Data items

++++++++

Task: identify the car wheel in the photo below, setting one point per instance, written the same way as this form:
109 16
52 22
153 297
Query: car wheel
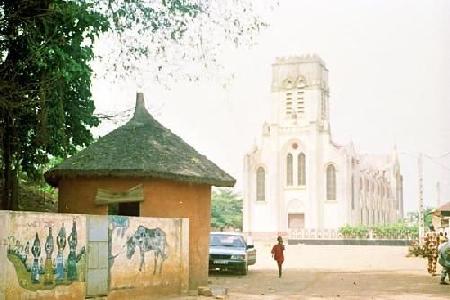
244 270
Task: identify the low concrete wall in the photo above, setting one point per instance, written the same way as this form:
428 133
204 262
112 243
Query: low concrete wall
49 256
348 242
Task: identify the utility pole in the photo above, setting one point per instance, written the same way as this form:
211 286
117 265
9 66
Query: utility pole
438 192
421 224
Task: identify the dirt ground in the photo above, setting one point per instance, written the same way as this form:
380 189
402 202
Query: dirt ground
333 272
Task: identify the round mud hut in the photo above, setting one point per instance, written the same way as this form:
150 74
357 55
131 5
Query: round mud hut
143 169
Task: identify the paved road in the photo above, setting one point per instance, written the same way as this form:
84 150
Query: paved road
334 272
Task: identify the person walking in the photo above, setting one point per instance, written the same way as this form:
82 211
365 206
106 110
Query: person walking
277 254
431 250
444 260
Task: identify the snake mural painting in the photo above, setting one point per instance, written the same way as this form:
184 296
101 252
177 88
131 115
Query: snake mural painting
34 262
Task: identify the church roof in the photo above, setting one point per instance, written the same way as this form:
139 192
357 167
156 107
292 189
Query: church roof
375 161
141 148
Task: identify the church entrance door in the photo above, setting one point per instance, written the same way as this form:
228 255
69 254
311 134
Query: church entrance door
296 221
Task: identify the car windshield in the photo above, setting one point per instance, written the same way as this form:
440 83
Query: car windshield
226 240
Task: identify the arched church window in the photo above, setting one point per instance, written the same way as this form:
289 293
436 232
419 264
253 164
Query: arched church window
289 104
300 98
301 169
289 169
260 184
331 183
353 192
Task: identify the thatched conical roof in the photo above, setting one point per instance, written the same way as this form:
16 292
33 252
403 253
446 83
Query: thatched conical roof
141 148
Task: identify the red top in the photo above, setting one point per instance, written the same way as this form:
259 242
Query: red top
277 252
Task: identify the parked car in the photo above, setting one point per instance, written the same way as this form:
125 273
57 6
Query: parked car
229 251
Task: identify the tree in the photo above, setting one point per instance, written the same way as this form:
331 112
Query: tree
47 46
226 209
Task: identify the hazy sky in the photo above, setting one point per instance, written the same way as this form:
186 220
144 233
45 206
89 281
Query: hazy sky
389 71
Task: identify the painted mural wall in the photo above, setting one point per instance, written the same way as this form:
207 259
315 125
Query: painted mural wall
41 253
153 251
45 256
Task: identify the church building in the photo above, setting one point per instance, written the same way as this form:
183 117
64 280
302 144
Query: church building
297 177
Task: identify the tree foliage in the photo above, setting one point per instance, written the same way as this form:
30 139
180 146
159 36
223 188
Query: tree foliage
46 52
226 209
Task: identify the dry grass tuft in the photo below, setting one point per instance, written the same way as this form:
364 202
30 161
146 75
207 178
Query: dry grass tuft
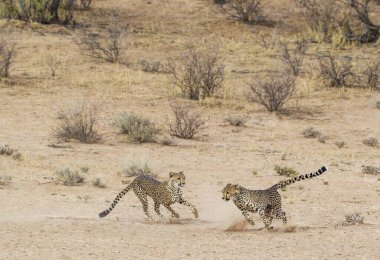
5 180
68 177
353 219
372 142
138 129
134 170
78 123
285 171
238 226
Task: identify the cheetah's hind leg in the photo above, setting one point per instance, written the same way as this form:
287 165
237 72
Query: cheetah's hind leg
144 201
174 214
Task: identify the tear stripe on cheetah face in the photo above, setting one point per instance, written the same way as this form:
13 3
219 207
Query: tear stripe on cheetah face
165 193
266 202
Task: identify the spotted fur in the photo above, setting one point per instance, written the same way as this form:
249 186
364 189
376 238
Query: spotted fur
165 193
266 202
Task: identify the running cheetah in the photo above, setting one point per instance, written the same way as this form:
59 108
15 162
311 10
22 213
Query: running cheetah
266 202
165 193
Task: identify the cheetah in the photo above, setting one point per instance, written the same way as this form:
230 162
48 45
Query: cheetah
266 202
165 193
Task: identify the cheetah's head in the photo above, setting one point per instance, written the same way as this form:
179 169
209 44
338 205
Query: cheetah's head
177 179
230 191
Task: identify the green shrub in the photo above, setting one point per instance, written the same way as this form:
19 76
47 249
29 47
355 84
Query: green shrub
139 129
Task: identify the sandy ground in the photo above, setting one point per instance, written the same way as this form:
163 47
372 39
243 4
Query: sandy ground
42 219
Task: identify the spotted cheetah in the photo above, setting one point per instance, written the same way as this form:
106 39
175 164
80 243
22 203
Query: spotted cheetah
165 193
266 202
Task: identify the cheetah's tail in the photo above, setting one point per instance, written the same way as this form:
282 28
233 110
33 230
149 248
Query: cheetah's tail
115 201
285 183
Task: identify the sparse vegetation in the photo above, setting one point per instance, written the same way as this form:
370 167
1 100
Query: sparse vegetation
246 11
109 46
97 183
353 219
135 169
187 123
285 171
40 11
371 76
7 54
78 123
6 150
340 144
372 170
273 93
152 66
5 180
372 142
84 169
334 72
139 129
166 140
293 58
68 177
198 73
311 132
235 120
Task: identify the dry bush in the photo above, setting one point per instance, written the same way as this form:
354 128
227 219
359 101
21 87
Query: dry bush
371 76
274 92
78 123
187 123
311 132
340 144
235 120
353 219
68 177
346 21
7 54
98 183
40 11
139 129
109 47
220 2
246 11
135 169
5 180
336 72
293 58
84 4
372 170
166 140
152 66
285 171
371 32
9 151
322 17
198 73
372 142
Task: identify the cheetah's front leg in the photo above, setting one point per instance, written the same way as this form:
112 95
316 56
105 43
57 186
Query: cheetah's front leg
193 208
247 217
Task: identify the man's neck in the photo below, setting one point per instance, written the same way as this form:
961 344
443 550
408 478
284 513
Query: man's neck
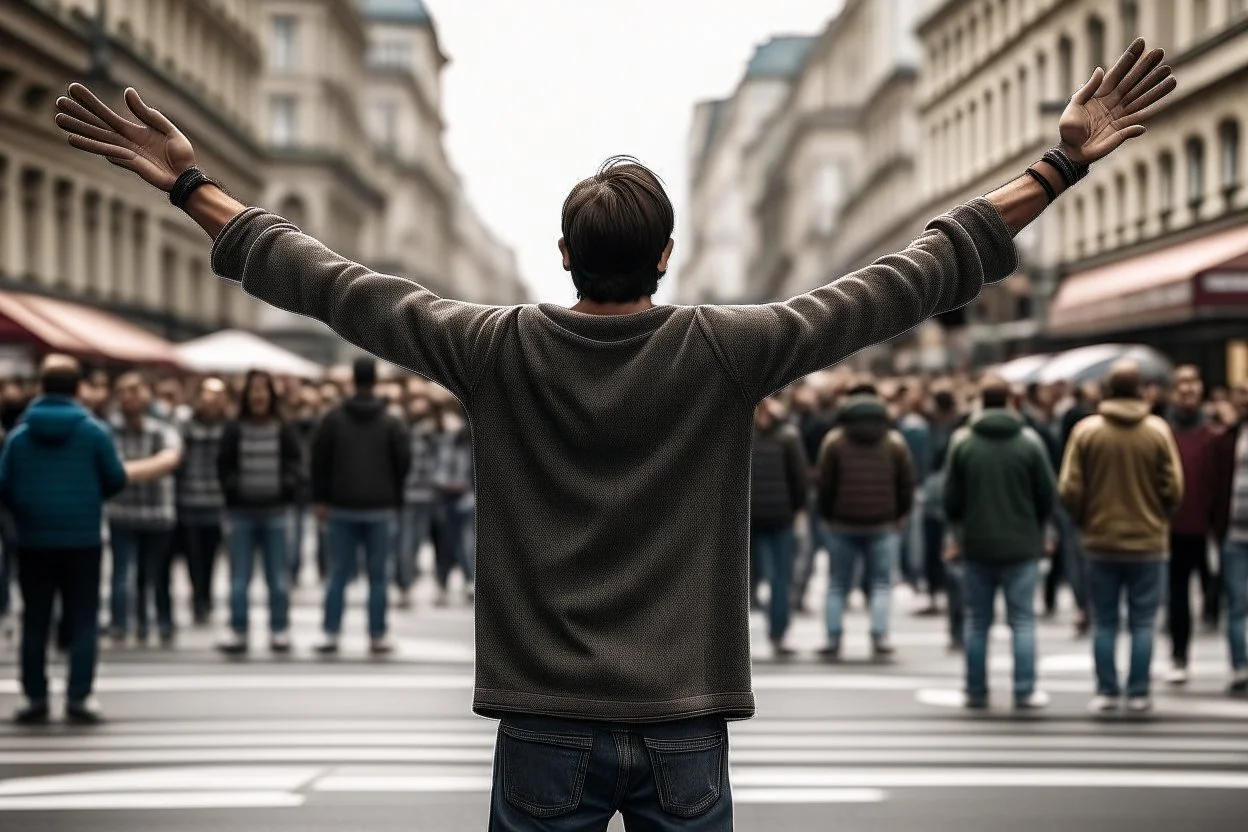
594 307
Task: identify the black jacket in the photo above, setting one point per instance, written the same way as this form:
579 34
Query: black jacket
229 467
361 457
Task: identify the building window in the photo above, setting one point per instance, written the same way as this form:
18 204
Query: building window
283 54
1194 152
1066 66
1096 44
282 120
1228 145
1166 187
1128 13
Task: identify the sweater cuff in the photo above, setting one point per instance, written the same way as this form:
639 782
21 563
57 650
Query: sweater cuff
235 240
992 237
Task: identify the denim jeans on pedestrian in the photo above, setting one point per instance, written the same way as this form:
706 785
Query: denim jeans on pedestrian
877 550
347 533
775 550
151 550
268 532
1017 583
1234 580
74 576
555 775
1107 581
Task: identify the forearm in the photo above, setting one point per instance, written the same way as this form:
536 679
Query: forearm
212 208
1023 198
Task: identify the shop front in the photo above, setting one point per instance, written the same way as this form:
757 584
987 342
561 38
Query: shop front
1189 301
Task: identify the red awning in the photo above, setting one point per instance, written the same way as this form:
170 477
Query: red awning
63 326
1158 287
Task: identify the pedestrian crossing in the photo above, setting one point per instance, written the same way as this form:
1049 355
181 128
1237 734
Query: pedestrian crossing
287 764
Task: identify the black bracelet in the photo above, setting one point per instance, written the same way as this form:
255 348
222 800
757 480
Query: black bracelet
185 185
1040 177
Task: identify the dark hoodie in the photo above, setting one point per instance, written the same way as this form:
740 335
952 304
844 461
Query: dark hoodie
866 479
999 489
360 457
58 468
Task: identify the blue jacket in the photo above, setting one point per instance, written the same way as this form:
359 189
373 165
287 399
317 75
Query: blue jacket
58 468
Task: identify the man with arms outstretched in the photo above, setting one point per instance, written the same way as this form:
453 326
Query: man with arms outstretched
612 616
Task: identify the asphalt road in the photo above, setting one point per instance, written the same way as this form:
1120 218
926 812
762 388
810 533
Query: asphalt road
195 741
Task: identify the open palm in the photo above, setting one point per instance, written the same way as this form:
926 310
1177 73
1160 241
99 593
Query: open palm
1112 107
154 149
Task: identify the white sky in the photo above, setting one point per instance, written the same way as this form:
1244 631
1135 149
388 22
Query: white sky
538 92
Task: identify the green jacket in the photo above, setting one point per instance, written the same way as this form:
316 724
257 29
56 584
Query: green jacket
999 489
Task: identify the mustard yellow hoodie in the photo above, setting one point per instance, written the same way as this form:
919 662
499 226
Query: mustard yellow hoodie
1122 480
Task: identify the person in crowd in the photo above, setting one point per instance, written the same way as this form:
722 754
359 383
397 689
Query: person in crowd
200 502
456 500
1122 480
1229 474
142 518
1191 527
915 560
360 463
778 495
999 492
56 470
419 493
261 468
866 487
813 416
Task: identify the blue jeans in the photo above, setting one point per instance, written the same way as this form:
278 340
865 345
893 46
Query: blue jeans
1017 583
414 522
775 551
560 775
347 532
1234 579
1107 580
267 532
152 551
877 549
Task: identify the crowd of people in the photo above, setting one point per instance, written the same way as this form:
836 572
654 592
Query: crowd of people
1127 488
174 470
957 487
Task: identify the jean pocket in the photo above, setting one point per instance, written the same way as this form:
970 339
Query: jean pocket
688 772
543 773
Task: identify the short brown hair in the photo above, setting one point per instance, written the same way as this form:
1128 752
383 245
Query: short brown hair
615 226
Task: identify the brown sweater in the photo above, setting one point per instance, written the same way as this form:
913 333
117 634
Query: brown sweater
613 452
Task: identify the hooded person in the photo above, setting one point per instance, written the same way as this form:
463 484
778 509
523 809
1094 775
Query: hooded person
58 468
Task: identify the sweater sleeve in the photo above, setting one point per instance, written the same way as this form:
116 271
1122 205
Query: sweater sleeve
391 317
766 347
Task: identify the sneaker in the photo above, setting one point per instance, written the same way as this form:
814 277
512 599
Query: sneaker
1238 682
234 644
1033 701
31 714
85 712
1102 704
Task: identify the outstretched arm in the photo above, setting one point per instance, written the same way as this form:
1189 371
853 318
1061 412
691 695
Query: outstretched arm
766 347
391 317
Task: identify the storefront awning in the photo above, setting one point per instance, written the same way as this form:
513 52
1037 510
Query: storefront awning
1172 285
54 324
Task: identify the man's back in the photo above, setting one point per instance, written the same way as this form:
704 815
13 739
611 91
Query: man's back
1122 478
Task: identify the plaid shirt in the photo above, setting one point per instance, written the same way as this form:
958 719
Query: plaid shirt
145 505
199 485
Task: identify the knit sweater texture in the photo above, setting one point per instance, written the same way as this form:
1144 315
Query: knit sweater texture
613 452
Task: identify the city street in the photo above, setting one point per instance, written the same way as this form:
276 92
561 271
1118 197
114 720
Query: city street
200 742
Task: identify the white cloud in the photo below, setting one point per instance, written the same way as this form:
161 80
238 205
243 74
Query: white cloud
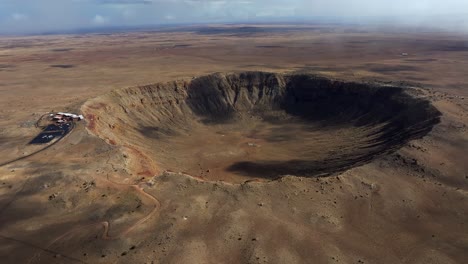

++++++++

• [Work instructions]: Please set out the material above as a Markdown table with the columns Row and Line. Begin with the line that contains "Task: identify the white cloud", continue through the end of the material, skip blank lines, and leave out the pictures.

• [Solution below]:
| Row | Line |
|---|---|
| 1 | Task: identify the white cloud in the photo below, setting one point per instance, written the same way as this form: |
| 2 | 161 80 |
| 3 | 238 205 |
| 4 | 243 74 |
| 5 | Query: white cloud |